- [Exercise instructions]:
Repeat the data precisely as given.
▶
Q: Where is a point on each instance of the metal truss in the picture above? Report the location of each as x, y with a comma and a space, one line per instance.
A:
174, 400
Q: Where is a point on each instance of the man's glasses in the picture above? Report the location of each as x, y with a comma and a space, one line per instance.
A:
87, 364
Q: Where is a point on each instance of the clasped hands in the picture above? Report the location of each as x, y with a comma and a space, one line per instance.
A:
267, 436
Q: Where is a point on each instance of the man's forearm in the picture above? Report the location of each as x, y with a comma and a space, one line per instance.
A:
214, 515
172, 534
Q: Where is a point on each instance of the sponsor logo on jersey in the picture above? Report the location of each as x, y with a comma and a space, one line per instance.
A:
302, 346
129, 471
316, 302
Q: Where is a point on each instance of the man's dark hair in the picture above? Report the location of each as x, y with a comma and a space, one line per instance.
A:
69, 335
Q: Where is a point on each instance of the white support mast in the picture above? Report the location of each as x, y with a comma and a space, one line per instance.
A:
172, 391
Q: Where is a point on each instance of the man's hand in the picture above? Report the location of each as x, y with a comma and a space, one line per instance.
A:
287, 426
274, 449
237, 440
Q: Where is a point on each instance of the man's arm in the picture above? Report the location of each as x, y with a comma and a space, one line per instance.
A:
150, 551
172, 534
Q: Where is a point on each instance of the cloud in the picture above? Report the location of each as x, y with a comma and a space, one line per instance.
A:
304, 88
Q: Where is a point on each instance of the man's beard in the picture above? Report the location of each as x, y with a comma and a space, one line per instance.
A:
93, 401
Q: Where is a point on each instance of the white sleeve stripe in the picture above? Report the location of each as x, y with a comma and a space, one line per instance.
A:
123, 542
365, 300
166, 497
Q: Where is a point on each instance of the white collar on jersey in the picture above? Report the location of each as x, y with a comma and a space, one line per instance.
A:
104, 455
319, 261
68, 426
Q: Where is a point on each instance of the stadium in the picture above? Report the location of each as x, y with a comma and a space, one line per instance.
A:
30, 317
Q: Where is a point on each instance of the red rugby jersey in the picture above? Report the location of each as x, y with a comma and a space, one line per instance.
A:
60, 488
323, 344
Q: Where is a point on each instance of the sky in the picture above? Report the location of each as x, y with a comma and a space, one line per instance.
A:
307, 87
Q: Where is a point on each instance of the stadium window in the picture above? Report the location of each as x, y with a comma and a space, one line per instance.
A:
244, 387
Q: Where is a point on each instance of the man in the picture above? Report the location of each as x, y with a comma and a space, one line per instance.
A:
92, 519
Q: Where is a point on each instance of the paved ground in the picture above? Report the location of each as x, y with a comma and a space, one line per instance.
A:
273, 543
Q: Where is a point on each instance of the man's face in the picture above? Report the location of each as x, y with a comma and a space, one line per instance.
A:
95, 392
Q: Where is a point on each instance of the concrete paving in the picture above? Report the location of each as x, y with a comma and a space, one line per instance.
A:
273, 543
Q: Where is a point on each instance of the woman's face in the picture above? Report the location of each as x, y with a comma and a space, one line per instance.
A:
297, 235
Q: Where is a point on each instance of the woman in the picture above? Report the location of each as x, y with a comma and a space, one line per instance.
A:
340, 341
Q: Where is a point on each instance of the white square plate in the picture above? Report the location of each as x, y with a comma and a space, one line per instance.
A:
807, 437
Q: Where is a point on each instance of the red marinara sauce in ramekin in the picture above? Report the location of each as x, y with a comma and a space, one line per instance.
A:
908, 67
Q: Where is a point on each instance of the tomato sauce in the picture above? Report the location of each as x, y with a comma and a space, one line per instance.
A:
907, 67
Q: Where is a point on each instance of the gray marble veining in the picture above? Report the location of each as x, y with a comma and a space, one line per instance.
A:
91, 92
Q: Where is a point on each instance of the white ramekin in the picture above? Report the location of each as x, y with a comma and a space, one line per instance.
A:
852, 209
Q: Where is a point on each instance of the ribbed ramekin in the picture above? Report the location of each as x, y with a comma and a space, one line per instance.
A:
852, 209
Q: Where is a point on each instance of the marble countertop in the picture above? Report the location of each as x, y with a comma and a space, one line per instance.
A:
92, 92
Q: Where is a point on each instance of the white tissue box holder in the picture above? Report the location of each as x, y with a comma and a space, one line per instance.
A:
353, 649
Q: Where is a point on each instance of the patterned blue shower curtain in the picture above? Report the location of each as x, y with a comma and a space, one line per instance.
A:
◀
- [Result of this exercise]:
Q: Where is a point on each instance of the metal truss in the picture above? Report the location of each as x, y with a comma and a space, one line per instance.
A:
174, 400
Q: Where is a point on each instance of the man's glasses in the picture above? Report the location of each as x, y with a comma and a space, one line per instance.
A:
87, 364
Q: Where is a point on each instance of the clasped hands in the picture above? Report the location of each as x, y with a comma and a space, one line per instance.
A:
267, 436
Q: Where is a point on each instance of the man's forearm in the picture above? Report the location of each as x, y with a comma and a space, one line per instance.
A:
214, 515
172, 534
Q: Where is a point on each instance of the sponsor logo on jersey in the picture above? Report the location of each as x, y with a comma and a space, one line per instance.
A:
302, 346
129, 471
316, 302
Q: Where is a point on each instance of the man's dark hair in the picture above? Report the location of each as x, y with a comma and a space, one line per instance.
A:
69, 335
Q: Where is a point on each instance of the white support mast in the picture above? Report the location of each as x, y with a comma and a space, one line per instance.
A:
172, 391
Q: Where is a point on each instance of the man's hand in the picture above? Report the location of each as x, y with a comma and a space, one line per instance.
A:
287, 426
274, 449
237, 440
Q: Where is a point on each instance of the man's arm in the picture above? Report the location of each as x, y with a comma and a space, one line per instance.
A:
150, 551
172, 534
Q: Where is a point on each instance of the cloud in the picture above? Report the location of each as x, y with a comma and a space, one line per instance.
A:
304, 88
Q: Where is a point on each instance of the man's beard in the picture above? Report the location of each as x, y with a comma and a space, one line per instance.
A:
93, 401
Q: Where is a point on each instance of the white sleeve stripe in the picture above? Report the location of each as x, y with a comma and a space, one line per instance.
A:
123, 542
365, 300
166, 497
Q: Where is a point on each instance of the white collar on jersey in the picture above? Report the location of each as x, y with a comma and a space, one line per instance.
A:
104, 455
319, 261
68, 426
Q: Where is a point on each instance of the stadium in the picture above? Report the location of each as x, y with a comma and a space, one line per instance.
A:
30, 317
Q: Where is a point on each instance of the red rugby jersey in the picture above? Report the location of each as x, y with a comma and a space, one line per instance.
A:
60, 488
323, 344
Q: Where is a point on each instance of the sky in the picture above? Report the location of each as x, y with a comma and a space, one line per instance.
A:
307, 87
Q: Where is a point on each instance of the stadium window in the picture above? Report the location of each as x, y with a comma and a space, one line per instance.
A:
244, 387
Q: Where is a point on each instance of the man in the picture above? Report the location of each as x, y with a comma and a space, one line per instance.
A:
92, 519
Q: Where is a point on each instance of the paved ground in the picture above? Report the location of each as x, y with a comma and a space, one line per instance.
A:
273, 543
Q: Where is a point on each instance of the man's face in the picture above? Report the location of each as x, y with a comma and a space, one line per instance.
A:
95, 392
Q: Where is a point on each instance of the concrete paving in the picture above? Report the location of each as x, y with a comma and a space, one line per instance.
A:
273, 543
Q: Where is a point on each instance of the woman's face in the picture above? Report the location of each as x, y with a comma and a space, one line per instance.
A:
297, 235
Q: Where is a point on each instance of the woman in the picture above? Report the location of each as x, y with a comma and a space, one line per instance.
A:
340, 341
Q: Where is a point on each instance of the white square plate in the picture above? Report the location of each as x, y with a comma and a space, one line per instance.
A:
807, 437
Q: Where is a point on each instance of the red marinara sauce in ramekin in the picture above? Report the location of each as x, y with a comma and a space, one line per instance.
A:
908, 67
Q: Where is a point on each instance of the tomato sauce in the picture above? Report the location of each as x, y with a comma and a space, one line per instance.
A:
907, 67
Q: Where is a point on each instance of the gray marble veining in the picture above? Report the location of each as x, y with a comma and a space, one line per instance.
A:
91, 92
Q: Where is a point on each instance of the white ramekin in the picture above? Report the location of each as x, y with a comma and a space, one line per instance.
A:
852, 209
Q: Where is a point on each instance of the ribbed ramekin in the picture above? Report the location of each as x, y with a comma and a space, one line per instance.
A:
852, 209
Q: Where is a point on each instance of the marble countertop in the picture above? Report the location of each as x, y with a comma and a space, one line per instance.
A:
92, 92
Q: Where is a point on each instance of the white tissue box holder in the picture above? Report the location of each as x, y with a comma and a space, one line per instance.
A:
353, 649
Q: Where is a point on each instance of the patterned blue shower curtain in the picture above? Report the location of each as x, y with a comma and a space, one line per instance.
A:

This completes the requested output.